- [Listed entries]
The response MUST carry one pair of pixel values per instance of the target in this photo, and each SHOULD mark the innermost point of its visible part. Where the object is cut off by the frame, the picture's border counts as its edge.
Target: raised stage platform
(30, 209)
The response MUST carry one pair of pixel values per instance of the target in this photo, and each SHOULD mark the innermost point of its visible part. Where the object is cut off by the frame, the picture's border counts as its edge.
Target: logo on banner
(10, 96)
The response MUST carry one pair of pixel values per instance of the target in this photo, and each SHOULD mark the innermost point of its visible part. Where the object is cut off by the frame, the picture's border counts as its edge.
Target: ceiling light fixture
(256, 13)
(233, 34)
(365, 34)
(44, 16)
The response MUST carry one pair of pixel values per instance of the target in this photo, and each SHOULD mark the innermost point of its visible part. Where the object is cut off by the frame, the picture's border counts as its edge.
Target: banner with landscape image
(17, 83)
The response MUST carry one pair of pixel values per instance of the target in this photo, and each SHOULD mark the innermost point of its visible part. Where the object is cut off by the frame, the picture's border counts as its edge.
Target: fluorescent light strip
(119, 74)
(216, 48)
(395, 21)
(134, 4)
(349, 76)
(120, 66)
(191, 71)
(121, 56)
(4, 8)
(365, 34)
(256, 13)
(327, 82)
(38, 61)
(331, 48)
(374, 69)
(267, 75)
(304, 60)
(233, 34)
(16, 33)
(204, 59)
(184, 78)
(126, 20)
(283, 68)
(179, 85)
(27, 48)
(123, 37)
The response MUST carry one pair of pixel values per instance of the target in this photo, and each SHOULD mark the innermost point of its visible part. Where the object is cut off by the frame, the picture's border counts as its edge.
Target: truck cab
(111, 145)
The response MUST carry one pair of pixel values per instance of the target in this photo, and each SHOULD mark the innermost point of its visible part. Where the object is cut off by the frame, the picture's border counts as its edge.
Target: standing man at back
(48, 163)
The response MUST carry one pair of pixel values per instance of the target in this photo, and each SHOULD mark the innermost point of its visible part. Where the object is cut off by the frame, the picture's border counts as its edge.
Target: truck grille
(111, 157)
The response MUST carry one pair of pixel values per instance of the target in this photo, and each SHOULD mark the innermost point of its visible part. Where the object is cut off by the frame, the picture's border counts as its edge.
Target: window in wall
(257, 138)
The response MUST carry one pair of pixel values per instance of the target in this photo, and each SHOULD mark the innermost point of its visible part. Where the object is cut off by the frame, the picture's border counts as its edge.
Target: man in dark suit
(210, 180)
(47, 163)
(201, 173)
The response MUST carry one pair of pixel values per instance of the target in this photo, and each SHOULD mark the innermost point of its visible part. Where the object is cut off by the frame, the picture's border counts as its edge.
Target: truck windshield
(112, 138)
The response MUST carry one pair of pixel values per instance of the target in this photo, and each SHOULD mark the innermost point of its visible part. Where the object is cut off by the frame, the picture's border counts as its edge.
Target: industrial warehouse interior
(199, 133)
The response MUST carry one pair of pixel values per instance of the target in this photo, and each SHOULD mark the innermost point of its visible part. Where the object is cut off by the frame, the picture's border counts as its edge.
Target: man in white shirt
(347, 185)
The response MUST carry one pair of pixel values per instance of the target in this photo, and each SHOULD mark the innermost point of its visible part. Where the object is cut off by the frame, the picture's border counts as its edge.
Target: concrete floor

- [Assigned task]
The reply should contain all of the entries exactly as shown above.

- [Reply to the exercise]
The response MUST carry one pair of pixel values per instance of the target in this photo, and each SHOULD mark the innermost point of its visible part. Where the object is cut off by the frame, the picture's border counts as its edge.
Target: raised stage platform
(30, 209)
The response MUST carry one pair of pixel values per instance of the target in this photo, and each SHOULD mark the innermost point of its visible part. Where the object is cut off by the frame, the picture's border counts as its edge.
Target: logo on banner
(10, 96)
The response MUST carry one pair of pixel values per instance of the target in this photo, and each SHOULD mark the innermost point of its visible part. Where the object is cut off by the frame, the picture's border counts as its edge.
Target: ceiling light fixture
(256, 13)
(233, 34)
(365, 34)
(44, 16)
The response MUST carry one pair of pixel values per instance of the target in this photo, and each SHOULD mark the innermost point of its visible part. Where the object is cut off by the frame, the picture's border counts as its edge.
Target: banner with landscape image
(17, 83)
The response MUST carry one pair of pixel values per instance of the target in this photo, and each SHOULD mark the innermost point of its visible part. Where the object is cut off by the frame, the picture's border counts as its edge.
Target: fluorescent light strip
(119, 74)
(216, 48)
(395, 21)
(134, 4)
(349, 76)
(120, 66)
(191, 71)
(121, 56)
(4, 8)
(365, 34)
(256, 13)
(327, 82)
(38, 61)
(331, 48)
(374, 69)
(267, 75)
(304, 60)
(233, 34)
(16, 33)
(204, 59)
(184, 78)
(126, 20)
(283, 68)
(179, 85)
(27, 48)
(123, 37)
The response MUST carry one pair of pixel values per instance of the target in this photo, and each SHOULD mark the innermost point of its visible part. Where the object is cut off by the frame, the picture's border counts as its edge.
Target: truck cab
(111, 145)
The response MUST carry one pair of pixel values per instance of the target in this photo, and each SHOULD mark the innermost point of its visible part. Where the object is cut off by the frame, the picture's border counts as its edge.
Target: standing man at back
(48, 163)
The response MUST carry one pair of pixel values per instance of the target in this photo, and each SHOULD mark the innermost point of its visible part. Where the object is cut off by the frame, the picture's border counts as its edge.
Target: truck grille
(111, 157)
The response MUST carry one pair of pixel values per instance of the target in this photo, and each SHOULD mark the innermost point of its visible part. Where the object is cut off by the frame, the picture's border counts as its edge.
Target: window in wall
(257, 138)
The response MUST carry one pair of pixel values per instance of the target in this photo, and each SHOULD mark the innermost point of its visible part. Where the object is cut off by the frame, the picture's border counts as its edge.
Target: man in dark suit
(210, 180)
(47, 163)
(201, 173)
The response MUST carry one pair of pixel values per instance of the target in this photo, and each SHOULD mark the innermost point of its visible part. Where the object is cut off by the frame, the picture's border counts as its edge.
Target: truck windshield
(112, 138)
The response MUST carry one pair of pixel values per instance of the target in this photo, and each SHOULD mark the innermost point of its visible part. Where the object is cut off by the frame, the picture's border counts as its edge.
Target: industrial warehouse interior
(199, 133)
The response MUST carry one pair of pixel values per instance of the target in this photo, and each SHOULD mark the innermost point of its visible part. Where the object is cut off by the frame, the picture's border counts as its edge.
Target: man in white shirt
(347, 185)
The response MUST carry one pair of pixel values per instance of the target in this photo, and each SHOULD mark the innermost point of its visible part. Where the object is cut off by the frame, the picture's border counts as its edge.
Target: concrete floor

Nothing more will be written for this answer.